===== INPUT MATERIAL
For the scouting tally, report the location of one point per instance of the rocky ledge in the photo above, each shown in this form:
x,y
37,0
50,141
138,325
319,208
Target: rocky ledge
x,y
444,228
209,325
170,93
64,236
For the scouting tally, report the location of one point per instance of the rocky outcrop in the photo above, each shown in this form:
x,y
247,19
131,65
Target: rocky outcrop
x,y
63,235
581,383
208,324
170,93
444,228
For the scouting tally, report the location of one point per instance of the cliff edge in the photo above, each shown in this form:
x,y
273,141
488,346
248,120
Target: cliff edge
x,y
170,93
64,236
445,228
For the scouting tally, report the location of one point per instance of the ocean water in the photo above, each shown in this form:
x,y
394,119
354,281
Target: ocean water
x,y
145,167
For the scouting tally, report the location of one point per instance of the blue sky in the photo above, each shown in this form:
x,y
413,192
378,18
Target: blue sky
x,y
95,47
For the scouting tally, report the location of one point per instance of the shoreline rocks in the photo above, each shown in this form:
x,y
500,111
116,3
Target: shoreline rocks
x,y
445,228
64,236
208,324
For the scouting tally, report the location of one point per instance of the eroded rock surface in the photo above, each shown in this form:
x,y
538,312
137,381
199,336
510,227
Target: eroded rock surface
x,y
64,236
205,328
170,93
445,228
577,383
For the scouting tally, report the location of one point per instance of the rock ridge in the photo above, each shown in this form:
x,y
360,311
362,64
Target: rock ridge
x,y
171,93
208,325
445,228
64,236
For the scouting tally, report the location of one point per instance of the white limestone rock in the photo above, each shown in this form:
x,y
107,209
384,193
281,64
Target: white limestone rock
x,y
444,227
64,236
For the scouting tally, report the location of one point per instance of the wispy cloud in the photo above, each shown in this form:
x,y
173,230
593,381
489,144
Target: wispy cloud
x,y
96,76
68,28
==========
• _WHAT THE TASK REQUIRES_
Repeat, without changes, every line from the one that contains "the rock ridge" through the final line of the data.

• _SOLUTION TO THE EXERCISE_
For the scouting tally, report the location of one point per instance of the rock ridge in the photo above, each shown in this form:
x,y
360,311
362,64
Target: rock ridge
x,y
171,93
208,325
445,228
64,236
For the scouting tally, report the location of one point per instance of the white limestone rock in the photo above, each shown in this form:
x,y
107,209
384,193
281,64
Target: white limestone rock
x,y
444,227
64,236
For the scouting tally, report the location of one point per instance of the wispy cloud in the photo above, each shown in this form:
x,y
173,230
593,381
489,144
Target: wispy cloud
x,y
96,76
68,28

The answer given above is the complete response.